*Teks Bacaan:*

Review

Info
Studio : Working Title Films, Imagine Entertainment
Genre : Drama, Sport
Director : Ron Howard
Producer : Ron Howard, Brian Grazer, Andrew Eaton, Eric Fellner, Brian Oliver
Starring : Chris Hemsworth, Daniel Brühl, Olivia Wilde, Alexandra Maria Lara

Selasa, 01 Oktober 2013 - 17:07:35 WIB
Flick Review : Rush
Review oleh : Haris Fadli Pasaribu (@oldeuboi) - Dibaca: 2897 kali


Sepak bola mungkin merupakan olah raga paling populer di bumi, akan tetapi selain tinju, sepertinya balapan mungkin olah raga yang memiliki aspek sinematis yang kuat. Film dokumenter saja seperti "Senna" (2010), karya Asif Kapadia, bisa tampil dengan begitu mendebarkan. Niki Lauda, salah satu legenda Formula One dunia bahkan memuji filem tersebut.

Kini hadir "Rush", sebuah filem fitur yang justru berkisah tentang Lauda, yang telah tiga kali menjuarai balapan F1 dunia. Well, Lauda bukan satu-satunya fokus utama di filem terbaru Ron Howard (Apollo 13, The Da Vinci Code) ini, karena sentra utama kisah adalah persaingannya dengan pembalap urakan asal Inggris, James Hunt.

Lauda (diperankan oleh Daniel Brühl, Goodbye, Lenin!) merupakan sosok cerdas yang sangat kalkulatif dan determinatif. Hunt (Chris Hemsworth, Thor) juga tak kalah determinatif, akan tetapi ia memiliki strategi dan cara yang berbeda dari Lauda. Hunt cenderung mengikuti naluri dan semangatnya dalam melakukan balapan serta sangat menikmati hidup.

Berseting di tahun 70-an, filem berjalan cukup panjang dalam menangkap perjuangan Hunt dan Lauda semasa masih memulai karir hingga persaingan tanpa henti antara keduanya. Disisipkan kisah asmara mereka, dimana Hunt menjalin hubungan dengan seorang model bernama Suzy Miller (Olivia Wilde, Drinking Buddies) dan Lauda  bersama Marlene Knaus (Alexandra Maria Lara, The Downfall).

Sesuai dengan judulnya, maka "Rush" juga akan diisi oleh serangkaian adrenaline rush yang menegangkan. Howard patut dipuji karena mampu menghadirkan sebuah balapan yang mendebarkan dan seru namun tanpa harus terlihat berlebihan atau over-the-top. Realisme yang melandasi adegan balapannya ternyata cukup ampuh dalam mengantarkan keseruan. Ini tentunya berhasil karena Howard mengeri materi yang dikerjakannya dan menghormatinya untuk tetap setia sesuai pakem.

*Daftar Tugas:*
A. Terjemahkan kalimat berikut dari ulasan film Rush ke dalam bahasa Inggris: "Hunt cenderung mengikuti naluri dan semangatnya dalam melakukan balapan serta sangat menikmati hidup."
B. Kembalikan bagian ulasan film Rush mulai dari "Sepak bola mungkin" terus ke bawah sampai "memuji filem tersebut.", tanpa mengubah apa pun.

*Data Tercatat:*
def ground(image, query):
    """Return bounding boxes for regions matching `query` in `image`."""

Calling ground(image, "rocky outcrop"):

*Jawaban Tiap Tugas:*
A. Hunt tends to follow his instincts and passion when racing and greatly enjoys life.

B.
Sepak bola mungkin merupakan olah raga paling populer di bumi, akan tetapi selain tinju, sepertinya balapan mungkin olah raga yang memiliki aspek sinematis yang kuat. Film dokumenter saja seperti "Senna" (2010), karya Asif Kapadia, bisa tampil dengan begitu mendebarkan. Niki Lauda, salah satu legenda Formula One dunia bahkan memuji filem tersebut.